— Start SOURCE —

Versus Arthritis operates a number of pension funds whose assets are held separately from those of the charity in independently administered funds. Further details are below.

Defined contribution schemes

Group Personal Pension Plan managed by Royal London

This is the charity’s current pension plan. All employees are eligible for membership and are automatically enrolled unless they request to opt out. The pension charge for the year ending 31 March 2022 represents contributions payable by Versus Arthritis and amounted to £870k (2021: £900k). The charity has no liability under the scheme other than for the payment of those contributions.

Flexible retirement plan managed by The Pensions Trust (TPT)

This plan which transferred from Arthritis Care has operated since the end of 2010 and closed to new members from the date of merger. The pension charge for the year ending 31 March 2022 represents contributions payable by Versus Arthritis and amounted to £1.86k (2021: £5.8k). The charity has no liability under the scheme other than for the payment of those contributions.

Defined benefit schemes

The Pensions Trust – Arthritis Care Pension Scheme

The scheme, which transferred from Arthritis Care at the point of merger, is a defined benefit funded pension scheme which closed to new members and to service accruals with effect from 31 December 2010. It is a separate trustee administered fund holding the pension scheme assets to meet long‑term pension liabilities. An actuarial valuation was completed as at 30 September 2018 and updated to 31 March 2022 by a qualified actuary, independent of the scheme’s sponsoring employer. The major assumptions used by the actuary are shown below.

— End SOURCE —
— Start DATA ENTRIES —

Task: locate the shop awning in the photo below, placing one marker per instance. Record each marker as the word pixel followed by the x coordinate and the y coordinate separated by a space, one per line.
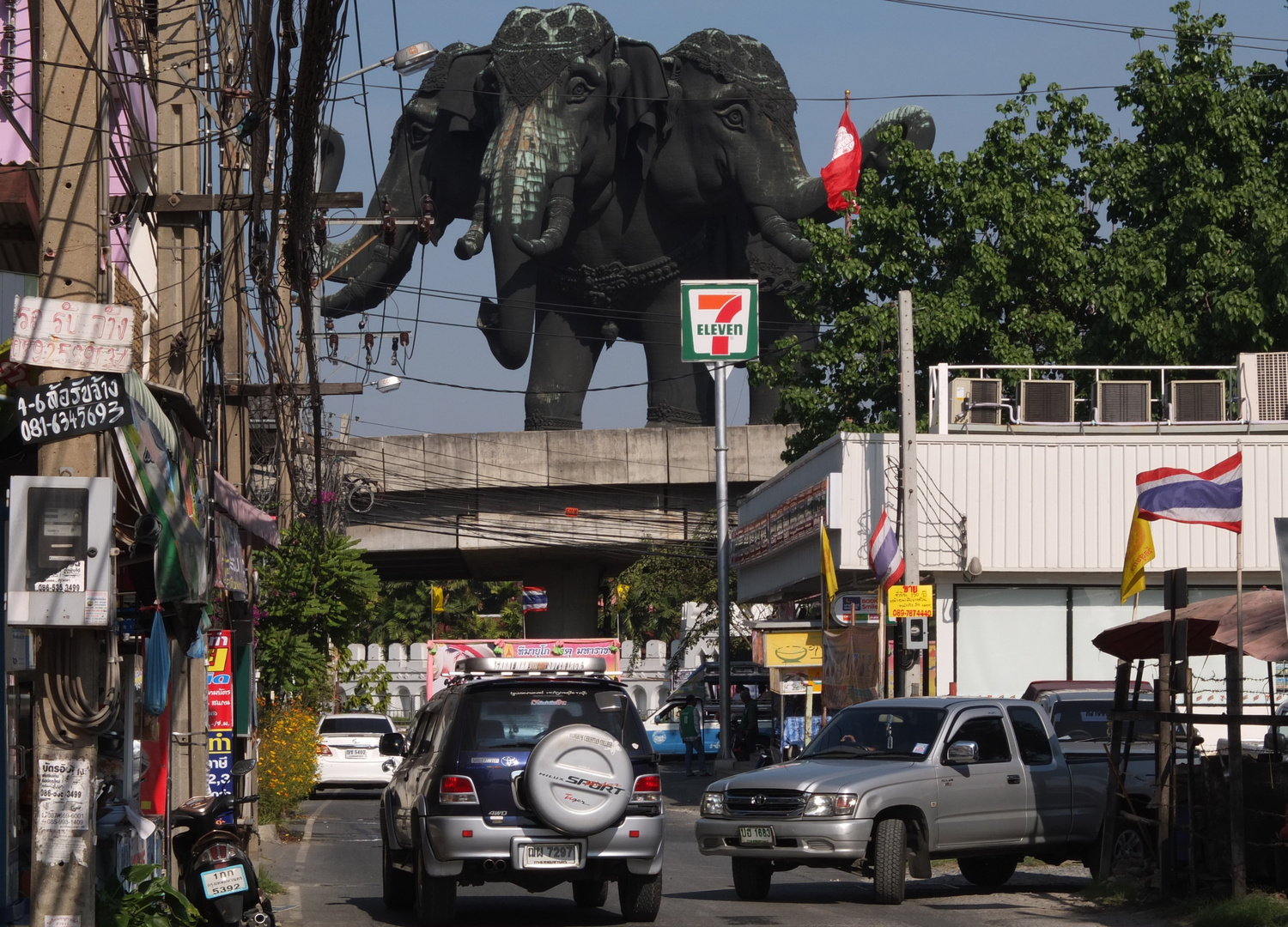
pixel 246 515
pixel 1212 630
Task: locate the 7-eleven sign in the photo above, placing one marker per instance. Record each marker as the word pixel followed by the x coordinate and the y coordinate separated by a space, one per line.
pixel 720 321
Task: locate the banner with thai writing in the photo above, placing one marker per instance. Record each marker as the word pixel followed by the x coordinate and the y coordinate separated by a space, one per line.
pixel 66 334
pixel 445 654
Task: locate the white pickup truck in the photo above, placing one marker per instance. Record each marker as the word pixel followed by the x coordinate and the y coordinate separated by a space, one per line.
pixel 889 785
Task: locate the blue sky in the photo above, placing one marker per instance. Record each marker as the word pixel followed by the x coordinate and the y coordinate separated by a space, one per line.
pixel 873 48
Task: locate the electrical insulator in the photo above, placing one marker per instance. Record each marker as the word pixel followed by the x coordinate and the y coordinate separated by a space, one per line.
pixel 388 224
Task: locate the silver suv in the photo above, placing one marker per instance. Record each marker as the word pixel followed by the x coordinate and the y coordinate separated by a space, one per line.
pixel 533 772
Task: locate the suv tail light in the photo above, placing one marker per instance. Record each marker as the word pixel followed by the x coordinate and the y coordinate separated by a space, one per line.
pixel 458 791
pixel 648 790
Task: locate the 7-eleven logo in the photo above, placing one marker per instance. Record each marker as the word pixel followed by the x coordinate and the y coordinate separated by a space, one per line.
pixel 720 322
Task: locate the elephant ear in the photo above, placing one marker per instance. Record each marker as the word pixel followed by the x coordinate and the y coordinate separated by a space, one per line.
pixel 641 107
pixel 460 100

— End DATA ENTRIES —
— Start DATA ENTRIES —

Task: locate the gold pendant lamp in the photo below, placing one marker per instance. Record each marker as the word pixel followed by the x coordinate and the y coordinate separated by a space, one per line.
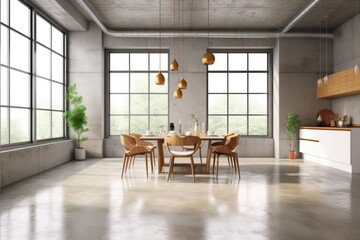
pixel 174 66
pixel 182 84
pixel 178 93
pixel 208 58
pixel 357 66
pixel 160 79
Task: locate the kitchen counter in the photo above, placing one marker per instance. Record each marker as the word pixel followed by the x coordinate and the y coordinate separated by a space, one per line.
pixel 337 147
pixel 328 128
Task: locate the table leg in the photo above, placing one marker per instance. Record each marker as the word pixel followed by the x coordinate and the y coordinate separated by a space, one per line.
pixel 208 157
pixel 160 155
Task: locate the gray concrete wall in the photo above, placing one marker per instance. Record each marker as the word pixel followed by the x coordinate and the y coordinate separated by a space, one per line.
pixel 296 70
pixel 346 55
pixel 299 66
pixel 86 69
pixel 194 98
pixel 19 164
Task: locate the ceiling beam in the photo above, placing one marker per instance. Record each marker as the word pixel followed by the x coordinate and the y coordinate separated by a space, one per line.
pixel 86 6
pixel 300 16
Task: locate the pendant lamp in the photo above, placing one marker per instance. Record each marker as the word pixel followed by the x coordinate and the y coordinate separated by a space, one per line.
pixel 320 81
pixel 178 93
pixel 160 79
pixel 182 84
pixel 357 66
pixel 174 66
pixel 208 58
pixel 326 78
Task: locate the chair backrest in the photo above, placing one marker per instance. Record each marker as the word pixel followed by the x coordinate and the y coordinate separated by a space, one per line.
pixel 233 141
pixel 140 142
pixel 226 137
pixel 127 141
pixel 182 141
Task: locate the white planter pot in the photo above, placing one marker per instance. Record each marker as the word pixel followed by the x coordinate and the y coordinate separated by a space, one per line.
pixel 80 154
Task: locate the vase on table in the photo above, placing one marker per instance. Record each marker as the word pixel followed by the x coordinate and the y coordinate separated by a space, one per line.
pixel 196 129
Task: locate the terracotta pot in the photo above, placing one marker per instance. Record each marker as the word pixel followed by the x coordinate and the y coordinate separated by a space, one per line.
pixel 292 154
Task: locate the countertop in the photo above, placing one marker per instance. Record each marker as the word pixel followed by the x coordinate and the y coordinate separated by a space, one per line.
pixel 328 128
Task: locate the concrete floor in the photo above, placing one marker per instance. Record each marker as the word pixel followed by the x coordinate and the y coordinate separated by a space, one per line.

— End DATA ENTRIES —

• _SET OF TASKS_:
1. Answer these from the Versus Arthritis pension passage:
(a) Which company manages the Group Personal Pension Plan?
(b) What was the pension charge for the flexible retirement plan for the year ending 31 March 2022?
(c) From what date was the Arthritis Care Pension Scheme closed to new members and to service accruals?
2. Carry on the Versus Arthritis pension passage, starting after its last sentence.
The records have no connection to the Versus Arthritis pension passage.

• _ANSWERS TO THE EXERCISES_:
1.
(a) Royal London
(b) £1.86k
(c) 31 December 2010

2.
The actuarial triennial valuation as at 30 September 2018 showed a surplus of £1,036,000. The charity agreed with the scheme trustees that it will pay £75,180 per annum in respect of the cost of meeting the expenses of the scheme and levies to the Pension Protection Fund. Therefore, the total contributions paid in 2022 amounted to £75,180 (2021: £75,180). The net assets of the pension scheme are not recognised as an asset on the balance sheet in line with accounting standards on such matters as any surplus cannot be refunded directly to Versus Arthritis. The next triennial valuation (for 30 September 2021) is still in the process of being agreed, but no deficit is expected to arise.

The following information in respect of the scheme has been provided in accordance with the requirements of FRS102:

Pension Arrangements

----- Start of picture text -----
All figures in £’000 31 March 2022 31 March 2021
Bonds 6,166 7,277
LDI 4,159 3,075
Property 1,678 1,296
Cash 369 312
Other 1,938 2,379
Total market value of assets 14,310 14,339
Present value of scheme liabilities (13,045) (13,354)
Surplus 1,265 985
Effect of asset ceiling (1,265) (985)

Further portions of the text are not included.